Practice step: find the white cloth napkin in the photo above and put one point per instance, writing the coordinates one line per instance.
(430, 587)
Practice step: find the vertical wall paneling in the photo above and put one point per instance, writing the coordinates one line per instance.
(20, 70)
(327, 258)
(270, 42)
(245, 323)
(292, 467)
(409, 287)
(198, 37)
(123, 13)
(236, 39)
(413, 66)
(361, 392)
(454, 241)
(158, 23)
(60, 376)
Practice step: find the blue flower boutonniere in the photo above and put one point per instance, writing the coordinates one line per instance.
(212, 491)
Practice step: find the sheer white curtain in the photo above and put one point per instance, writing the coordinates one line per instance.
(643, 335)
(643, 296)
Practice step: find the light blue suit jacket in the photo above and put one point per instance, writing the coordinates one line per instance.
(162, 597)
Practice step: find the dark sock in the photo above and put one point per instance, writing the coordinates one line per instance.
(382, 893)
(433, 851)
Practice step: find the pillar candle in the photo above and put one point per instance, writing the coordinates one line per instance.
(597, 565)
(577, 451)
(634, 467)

## TO DO
Could you retype the entire listing exactly?

## SOLUTION
Practice step: find the white cloth napkin in the photo above and put one point per instance, writing the coordinates one line per instance.
(430, 587)
Practice step: find the vertical wall paneling in the photo above and put one point per instance, writing the coordinates one line per instance.
(20, 70)
(327, 258)
(270, 42)
(245, 323)
(292, 467)
(409, 287)
(198, 37)
(123, 13)
(236, 39)
(413, 66)
(361, 392)
(454, 241)
(158, 23)
(60, 376)
Practice step: find the blue flower boutonniere in the photo above and put one point per instance, writing the coordinates one line per instance.
(212, 491)
Practice step: find the sheer white curtain in the photo above and put one point per instance, writing the coordinates one line per instance.
(643, 335)
(643, 296)
Practice step: find the light blue suit jacket in the photo above and put one point per instance, writing the coordinates one line per instance.
(162, 597)
Practice step: find the dark sock in the photo above and put one point per instance, writing the coordinates one line per instance.
(382, 893)
(433, 851)
Practice step: find the pillar candle in the photo above and put one point per instance, writing the coordinates one line per instance.
(597, 565)
(577, 451)
(634, 467)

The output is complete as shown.